DESAFIO 1: Enumere os exemplos de OKRs baseados em projetos que o texto sobre OKR apresenta entre aspas.
DESAFIO 2: Dê continuidade ao texto sobre OKR a partir do ponto em que ele termina.
━━ TRECHO DO DOCUMENTO ━━
É hora de ser outcome driven
Saiba por que a maioria das empresas não está obtendo resultados com OKR e o que você pode fazer a respeito.
Este post também está disponível em Inglês.
Você provavelmente já percebeu que OKR não é uma bala de prata capaz de resolver magicamente todos os seus problemas.
Parece que todo mundo está usando OKR. Infelizmente, a maioria das empresas que tentaram usar OKR ficaram decepcionadas com os resultados.
No entanto, embora OKR normalmente não corresponda às expectativas (muitas vezes irrealistas), os desafios que criam a demanda por OKR são reais.
Nos últimos dez anos, conversei com centenas de empresas sobre quais problemas elas queriam resolver com OKR. Os mesmos 12 desafios apareceram repetidamente, independentemente de a empresa usar ou não OKR.
Aposto que você vai se identificar com alguns deles:
Os concorrentes estão inovando mais rápido do que você.
Os colaboradores não entendem como seu trabalho contribui para a estratégia.
As pessoas não estão se movendo na mesma direção. Os times geralmente definem prioridades conflitantes.
A organização tem prioridades demais.
A CFO está frustrada com os baixos retornos dos investimentos em tecnologia.
Uma grande parte do orçamento é alocada para projetos, mas a organização não consegue medir os resultados desses projetos.
Muitos OKRs (ou metas) dentro da organização são baseados em projetos, como “Lançar o novo site”, “Implantar o MVP” ou “Migrar 100% dos servidores para a nuvem”.
A organização frequentemente avalia os colaboradores com base em sua capacidade de cumprir prazos. Não importa se eles ajudaram a empresa ou não.
A empresa tem muitos dashboards, mas muitas vezes as pessoas não usam dados para orientar as decisões do dia a dia ou obter insights.
Os colaboradores estão pedindo mais autonomia e um propósito claro.
Os colaboradores resistem a estabelecer OKRs (ou metas) ambiciosos, admitir erros ou fazer perguntas.
━━━
━━ DADOS FORNECIDOS ━━
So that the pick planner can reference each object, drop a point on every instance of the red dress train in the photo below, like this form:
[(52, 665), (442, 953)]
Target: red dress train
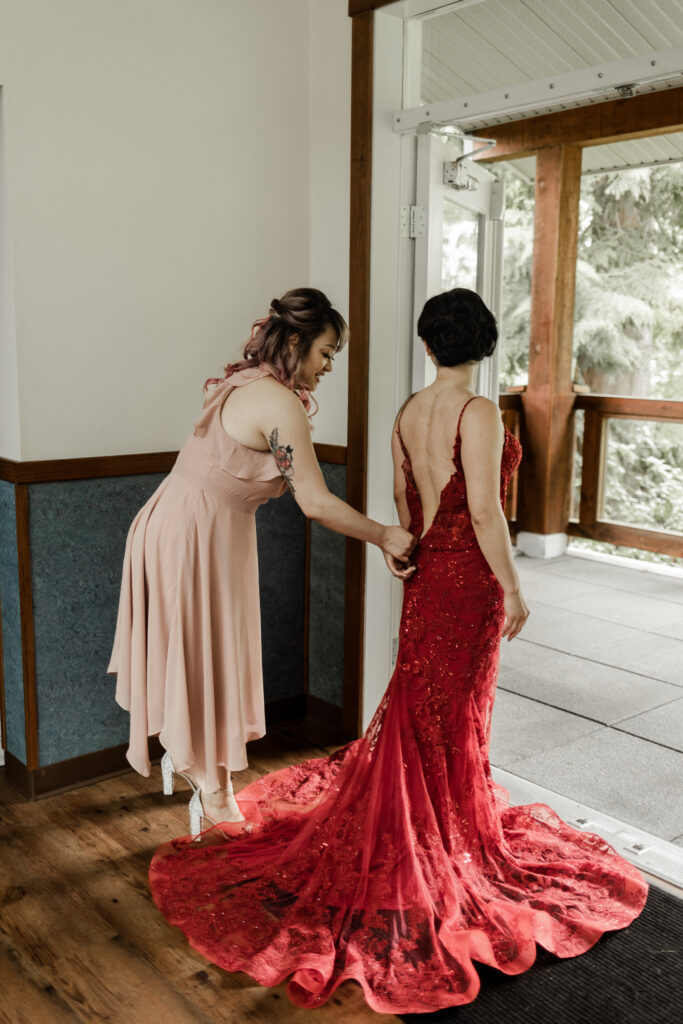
[(397, 861)]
━━━
RESPOSTA ESCRITA 1:
- Lançar o novo site
- Implantar o MVP
- Migrar 100% dos servidores para a nuvem

RESPOSTA ESCRITA 2:
As pessoas não assumem a responsabilidade por seus OKRs (ou metas). As pessoas os veem como uma formalidade e não como algo que orienta seu trabalho diário.
Se esses desafios soam muito próximos da sua realidade, não se sinta mal. Não é culpa sua.
Mas você precisa fazer algo a respeito.
OKR é uma ferramenta, não uma bala de prata
Dada toda a decepção com OKR, algumas pessoas estão procurando alternativas melhores.
Mas quer você opte por usar OKR ou qualquer outra técnica, você precisa entender que elas não são balas de prata. Eles são apenas ferramentas, e os resultados obtidos com qualquer ferramenta dependem de como você a usa.
Como diz Benedict Evans, as pessoas têm uma tendência clara quando obtêm novas ferramentas:
Há um velho ditado que diz que, quando adquirimos uma nova ferramenta, começamos adaptando a ferramenta à maneira antiga de trabalhar e depois mudamos a forma como trabalhamos para se adequar à nova ferramenta.
99% das pessoas adaptam OKR à sua maneira antiga de trabalhar. Como aquela definição popular de insanidade, eles continuam fazendo a mesma coisa e esperam resultados diferentes.
É compreensível que tantos fiquem desapontados. E provavelmente também ficarão desapontados com a próxima ferramenta.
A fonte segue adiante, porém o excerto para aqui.